From the entries below, print exactly the span beginning with the line holding "Query: snowy slope" and ending with the line holding "Query: street lamp post", endpoints included, and skip any pictures.

[Collection entries]
.....

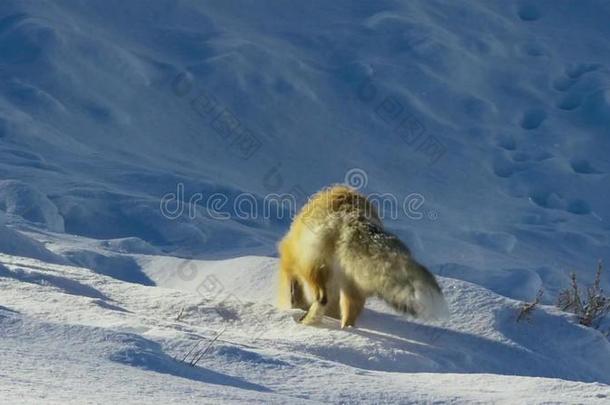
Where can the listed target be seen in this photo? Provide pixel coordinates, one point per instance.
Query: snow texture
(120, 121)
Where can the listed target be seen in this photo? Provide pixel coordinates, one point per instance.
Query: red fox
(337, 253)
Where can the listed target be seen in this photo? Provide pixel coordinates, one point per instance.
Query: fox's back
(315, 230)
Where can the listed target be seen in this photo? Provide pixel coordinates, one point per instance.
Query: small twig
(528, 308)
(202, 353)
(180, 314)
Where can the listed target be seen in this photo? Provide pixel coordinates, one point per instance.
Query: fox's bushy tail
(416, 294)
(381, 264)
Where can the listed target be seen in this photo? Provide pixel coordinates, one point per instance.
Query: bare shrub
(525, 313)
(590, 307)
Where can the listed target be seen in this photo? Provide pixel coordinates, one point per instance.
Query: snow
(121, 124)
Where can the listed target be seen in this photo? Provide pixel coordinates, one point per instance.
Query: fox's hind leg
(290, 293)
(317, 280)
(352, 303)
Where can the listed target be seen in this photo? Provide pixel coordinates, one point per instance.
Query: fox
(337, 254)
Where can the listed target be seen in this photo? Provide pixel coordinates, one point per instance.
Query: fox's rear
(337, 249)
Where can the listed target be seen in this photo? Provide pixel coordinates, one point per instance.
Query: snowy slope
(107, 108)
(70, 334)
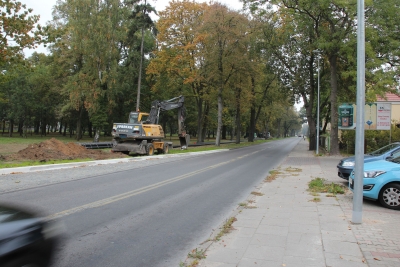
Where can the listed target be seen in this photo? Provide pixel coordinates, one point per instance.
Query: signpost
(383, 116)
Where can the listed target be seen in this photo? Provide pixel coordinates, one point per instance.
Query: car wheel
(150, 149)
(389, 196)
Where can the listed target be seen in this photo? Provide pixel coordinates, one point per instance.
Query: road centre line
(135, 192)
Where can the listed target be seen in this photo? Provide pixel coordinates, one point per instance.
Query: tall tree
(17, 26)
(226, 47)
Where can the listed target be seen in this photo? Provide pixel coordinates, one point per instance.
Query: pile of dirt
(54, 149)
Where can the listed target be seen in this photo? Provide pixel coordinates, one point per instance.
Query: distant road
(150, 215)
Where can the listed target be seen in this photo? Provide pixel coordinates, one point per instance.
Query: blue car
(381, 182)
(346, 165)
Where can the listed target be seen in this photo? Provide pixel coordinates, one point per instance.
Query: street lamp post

.....

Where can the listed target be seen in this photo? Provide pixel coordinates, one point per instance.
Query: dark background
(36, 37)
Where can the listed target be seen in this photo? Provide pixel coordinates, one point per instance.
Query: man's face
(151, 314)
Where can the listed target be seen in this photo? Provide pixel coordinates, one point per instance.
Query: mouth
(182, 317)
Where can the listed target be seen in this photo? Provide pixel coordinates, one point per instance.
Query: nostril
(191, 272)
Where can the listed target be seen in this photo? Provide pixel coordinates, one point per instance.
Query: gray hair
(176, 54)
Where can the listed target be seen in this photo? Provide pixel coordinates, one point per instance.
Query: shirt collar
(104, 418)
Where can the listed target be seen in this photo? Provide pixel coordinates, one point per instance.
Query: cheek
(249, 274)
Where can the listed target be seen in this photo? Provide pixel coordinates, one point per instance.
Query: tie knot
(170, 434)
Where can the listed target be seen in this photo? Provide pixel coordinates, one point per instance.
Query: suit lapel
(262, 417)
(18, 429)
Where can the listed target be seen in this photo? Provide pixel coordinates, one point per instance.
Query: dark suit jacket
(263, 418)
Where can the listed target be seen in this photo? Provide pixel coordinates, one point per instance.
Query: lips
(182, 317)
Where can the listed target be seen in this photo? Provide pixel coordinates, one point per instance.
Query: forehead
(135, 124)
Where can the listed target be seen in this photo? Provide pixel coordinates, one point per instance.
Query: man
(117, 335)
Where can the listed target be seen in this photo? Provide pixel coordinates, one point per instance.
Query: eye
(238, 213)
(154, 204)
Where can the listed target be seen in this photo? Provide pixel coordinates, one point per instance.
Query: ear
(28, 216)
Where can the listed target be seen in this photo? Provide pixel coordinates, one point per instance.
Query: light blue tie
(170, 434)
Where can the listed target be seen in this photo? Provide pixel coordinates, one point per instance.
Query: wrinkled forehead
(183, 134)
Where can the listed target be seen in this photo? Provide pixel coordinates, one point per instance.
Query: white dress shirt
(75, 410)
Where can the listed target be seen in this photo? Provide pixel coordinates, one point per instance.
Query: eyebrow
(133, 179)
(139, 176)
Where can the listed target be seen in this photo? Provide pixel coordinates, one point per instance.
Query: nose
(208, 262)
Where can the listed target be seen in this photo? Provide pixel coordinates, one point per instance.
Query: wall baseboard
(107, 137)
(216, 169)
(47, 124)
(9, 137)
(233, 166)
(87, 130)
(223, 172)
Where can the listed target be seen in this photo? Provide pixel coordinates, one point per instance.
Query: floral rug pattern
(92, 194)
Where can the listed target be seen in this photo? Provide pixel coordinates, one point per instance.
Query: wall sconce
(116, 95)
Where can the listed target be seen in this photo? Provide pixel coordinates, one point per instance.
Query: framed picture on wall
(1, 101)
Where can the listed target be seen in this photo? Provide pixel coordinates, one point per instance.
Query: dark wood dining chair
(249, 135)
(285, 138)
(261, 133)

.....

WORKED SOLUTION:
Query: snowy slope
(107, 108)
(70, 334)
Where can the listed target be seen in this photo? Provide pixel coordinates, one point per instance.
Query: signpost
(383, 116)
Where can the listed target be seen in this photo? Provide pixel coordinates, one point per instance.
Query: car wheel
(150, 149)
(389, 196)
Where can the listed target be seen in this photo? Provide pixel coordinates, one point per instance.
Query: road centre line
(135, 192)
Where can the listed target be seen in this photo? Provide pixel coordinates, one point per instance.
Query: tall tree
(17, 26)
(226, 47)
Where can the listed target be seen in this photo? Provide pixel coordinates, one point per instance.
Query: pile of dirt
(54, 149)
Where can the listed target be seen in this photo? Provide pixel coordinates, one point per instance.
Query: distant road
(150, 215)
Where can the listed target be seen in this photo? Provide pixel coordinates, one point per instance.
Query: blue car
(381, 182)
(346, 165)
Where can the listed target be seen in this photo? Provide pixel coordinates, one point per instance.
Query: street lamp post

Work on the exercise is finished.